━━━ Exercise inputs ━━━

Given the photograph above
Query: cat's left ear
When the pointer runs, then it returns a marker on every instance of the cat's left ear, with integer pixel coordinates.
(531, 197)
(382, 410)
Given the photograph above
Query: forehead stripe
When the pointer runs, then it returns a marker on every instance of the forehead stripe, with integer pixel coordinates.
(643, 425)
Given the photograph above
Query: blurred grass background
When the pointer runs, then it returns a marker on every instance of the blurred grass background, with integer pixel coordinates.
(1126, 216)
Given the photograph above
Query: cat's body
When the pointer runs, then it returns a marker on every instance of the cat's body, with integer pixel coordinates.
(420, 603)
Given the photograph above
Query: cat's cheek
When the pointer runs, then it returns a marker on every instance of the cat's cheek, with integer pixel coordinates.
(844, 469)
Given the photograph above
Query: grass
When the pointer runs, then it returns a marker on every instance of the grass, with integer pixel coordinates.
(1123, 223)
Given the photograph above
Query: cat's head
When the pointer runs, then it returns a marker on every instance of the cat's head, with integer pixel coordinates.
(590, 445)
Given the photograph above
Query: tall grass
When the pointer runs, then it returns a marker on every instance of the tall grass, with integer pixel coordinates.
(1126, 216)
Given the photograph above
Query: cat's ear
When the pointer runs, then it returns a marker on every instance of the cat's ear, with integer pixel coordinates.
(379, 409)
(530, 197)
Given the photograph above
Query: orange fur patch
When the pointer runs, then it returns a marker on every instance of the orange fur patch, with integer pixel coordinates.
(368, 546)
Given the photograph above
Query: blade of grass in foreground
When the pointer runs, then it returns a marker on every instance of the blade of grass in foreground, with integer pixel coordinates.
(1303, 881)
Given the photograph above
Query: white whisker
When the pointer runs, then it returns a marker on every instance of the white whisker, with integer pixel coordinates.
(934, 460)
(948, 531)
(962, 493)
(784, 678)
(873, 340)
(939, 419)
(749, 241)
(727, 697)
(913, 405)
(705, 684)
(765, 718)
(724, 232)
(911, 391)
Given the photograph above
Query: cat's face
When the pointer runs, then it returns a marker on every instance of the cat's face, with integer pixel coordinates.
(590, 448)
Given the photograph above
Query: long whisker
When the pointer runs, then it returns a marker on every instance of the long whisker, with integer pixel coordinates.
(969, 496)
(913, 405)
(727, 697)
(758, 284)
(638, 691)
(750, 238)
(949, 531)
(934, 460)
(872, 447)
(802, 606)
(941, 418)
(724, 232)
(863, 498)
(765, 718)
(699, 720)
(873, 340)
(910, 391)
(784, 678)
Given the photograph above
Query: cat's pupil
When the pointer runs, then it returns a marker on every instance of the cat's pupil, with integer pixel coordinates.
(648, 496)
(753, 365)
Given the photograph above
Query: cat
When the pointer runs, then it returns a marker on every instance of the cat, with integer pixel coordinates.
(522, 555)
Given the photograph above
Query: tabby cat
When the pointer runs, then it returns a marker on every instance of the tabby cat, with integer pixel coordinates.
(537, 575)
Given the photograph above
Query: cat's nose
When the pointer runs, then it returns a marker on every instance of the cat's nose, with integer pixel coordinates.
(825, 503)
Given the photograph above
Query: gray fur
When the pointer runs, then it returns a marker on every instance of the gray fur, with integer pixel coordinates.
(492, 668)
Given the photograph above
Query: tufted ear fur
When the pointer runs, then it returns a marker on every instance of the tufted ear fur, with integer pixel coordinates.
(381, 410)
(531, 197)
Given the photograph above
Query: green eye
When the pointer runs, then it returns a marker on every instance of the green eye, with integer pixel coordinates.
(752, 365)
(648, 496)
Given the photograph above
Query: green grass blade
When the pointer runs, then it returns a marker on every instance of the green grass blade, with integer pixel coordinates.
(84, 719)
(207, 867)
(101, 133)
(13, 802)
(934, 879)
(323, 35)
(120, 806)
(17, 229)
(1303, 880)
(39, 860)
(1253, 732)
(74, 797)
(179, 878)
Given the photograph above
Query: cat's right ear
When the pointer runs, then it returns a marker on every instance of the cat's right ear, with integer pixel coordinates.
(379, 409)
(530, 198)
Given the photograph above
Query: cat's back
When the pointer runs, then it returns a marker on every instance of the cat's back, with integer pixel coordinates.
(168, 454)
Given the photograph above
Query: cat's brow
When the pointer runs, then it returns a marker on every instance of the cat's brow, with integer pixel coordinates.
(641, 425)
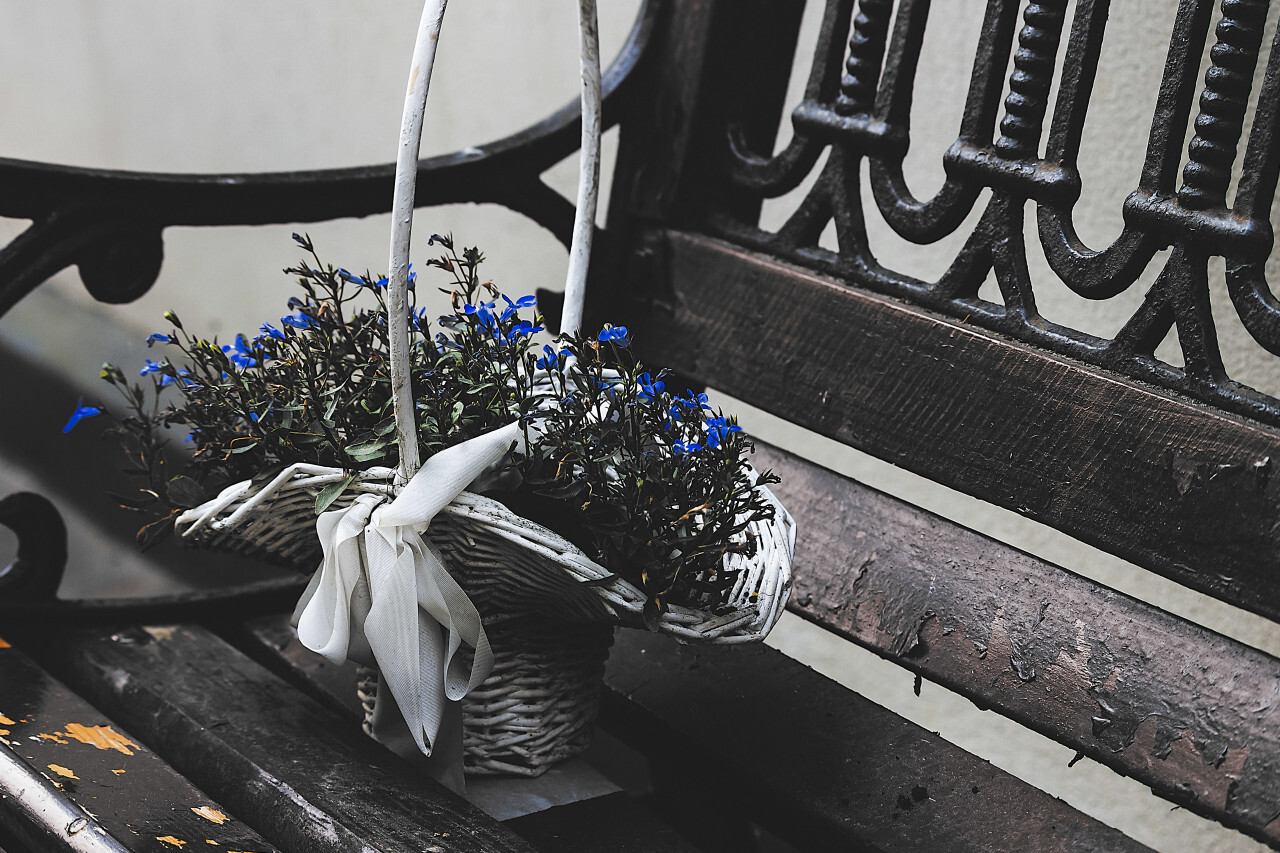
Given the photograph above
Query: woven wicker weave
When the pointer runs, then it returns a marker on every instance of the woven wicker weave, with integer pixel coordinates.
(547, 609)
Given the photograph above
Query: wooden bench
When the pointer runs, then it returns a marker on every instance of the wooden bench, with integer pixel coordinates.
(744, 748)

━━━

| What is needed |
Print every line of the data exactly. Pictures do not belong in the copy.

| Written reply |
Given the photograph above
Query: cat's left ear
When the pointer runs, then it returns a marker on every instance of the cat's left ear, with integer pixel coordinates.
(531, 197)
(382, 410)
Given the photograph above
Query: forehead stripe
When the pointer runs, then it returns a marker on every instance of the forehead stripe, with integer pixel coordinates.
(643, 425)
Given the photograph above
Query: blurred grass background
When the pointer runs, then it returns a marker on every instance of the blurred grass background, with integer pixel coordinates.
(1126, 216)
Given the photograph above
Query: cat's body
When the pointer runs, then it returns a marker on every instance of the cat's body, with integer pixel coordinates.
(420, 603)
Given the photograph above
Query: cat's cheek
When the pointer runs, then it returns a marker on every instance of the cat's cheek, with integer pixel coordinates.
(844, 469)
Given the photograph above
Query: grass
When the pointer runs, then it returns a marker on every instance of the grass, with integer pixel coordinates.
(1123, 223)
Given the photograph above
Query: cat's head
When the pointer runs, then it returns a marker on every instance of the cat's head, with integer pixel coordinates.
(590, 445)
Given the photograph above
Query: tall grass
When the pointer runs, then it returns a marker on every instance of the tall grass, with integer pixel coordinates.
(1126, 216)
Given the photograph above
Query: cat's ear
When the pointer runs, then it returns a marker on every instance of the cat's ear, with integer pixel coordinates.
(379, 409)
(530, 197)
Given the photograph above
Query: orange fur patch
When the pointer runs, then it returns a marker on every instance of the orange fur patch, with integer pixel coordinates.
(368, 546)
Given the photograph above
Query: blade of grass in foreground
When the pointer runs, then it returns a marker on every instance of the blade of grass in foreground, with integer pixel coordinates.
(1303, 881)
Given the photograph above
Query: white whisker
When the pointer runs, then it returns a marker on every instance of the white whisker, with integer pixel coordinates.
(934, 460)
(948, 531)
(962, 493)
(784, 678)
(873, 340)
(939, 419)
(749, 241)
(727, 697)
(913, 405)
(705, 684)
(765, 718)
(724, 232)
(911, 391)
Given the photograph above
Query: cat's face
When the pointer runs, then it returns a marker on every instance of the cat's face, with integer pixel coordinates.
(590, 448)
Given the photograph above
Query: long whisker
When the pointer runs, then it returns a marker on every instance of the long whisker, with integer pixel coordinates.
(969, 496)
(913, 405)
(727, 697)
(758, 284)
(638, 691)
(750, 238)
(949, 531)
(934, 460)
(872, 447)
(802, 606)
(941, 418)
(724, 232)
(863, 498)
(765, 718)
(699, 720)
(873, 340)
(910, 391)
(784, 678)
Given the photograph above
Query: cat's pupil
When the pointer runs, then it returns a marker on every instance of the cat's pupil, with integer pixel coordinates.
(648, 496)
(753, 365)
Given the photograph above
Query: cat
When the pointer runs, then it returns a marker on every instance of the cat, with integer pixel coordinates.
(522, 555)
Given the photograph above
Query: tabby cat
When the pointer runs, then it returns a marker on every instance of the tabby cat, with integer pixel coordinates.
(537, 575)
Given the photograph above
Query: cat's nose
When the pointer runs, then it returns a marker on every instance of the cat's nose, with integer pixel coordinates.
(825, 503)
Given the photograph above
Query: gray fur
When the pointer runs, then it returns a marker on every instance of the gray fur, with integer pixel coordinates.
(492, 668)
Given the photograph above
Query: tufted ear fur
When the pointer runs, then it returns a marker on every instance of the tufted ear fur, with integer pixel coordinates.
(381, 410)
(531, 197)
Given the photograph above
Query: green eye
When the pointer runs, then it returns a marker on every instance of the green eye, with integer pixel coordinates.
(752, 365)
(648, 496)
Given the photograph above
Query: green grass blade
When the pointer runs, then it returns a marker on every instance of the green grass blade, with integer pixel coordinates.
(84, 719)
(207, 867)
(101, 133)
(13, 802)
(934, 879)
(323, 35)
(120, 806)
(17, 229)
(1303, 880)
(39, 860)
(1253, 732)
(74, 797)
(179, 878)
Given the photograph above
Query: cat's right ear
When the pointer runs, then it returns a marker on every instance of the cat's right ear, with integer pixel coordinates.
(379, 409)
(530, 198)
Given the photograph above
Query: cat's back
When the pointer runs, then it returns a marker on every instance of the cat's back, with integer pixel coordinates.
(168, 454)
Given the photograph above
Query: cat's brow
When the pointer runs, then it returns a marker on every instance of the cat's brow, with integer pixel coordinates.
(641, 425)
Given the photograph above
Query: woven wicker weave
When the pointer runs, then it returns a marker on every instance of the woven wicker weave, with integer pixel coordinates.
(547, 609)
Given the photograph above
Query: wooden bench
When the pointer runs, then it returns a marker on every instance of the wooden bench, with integer pixel coordinates.
(744, 748)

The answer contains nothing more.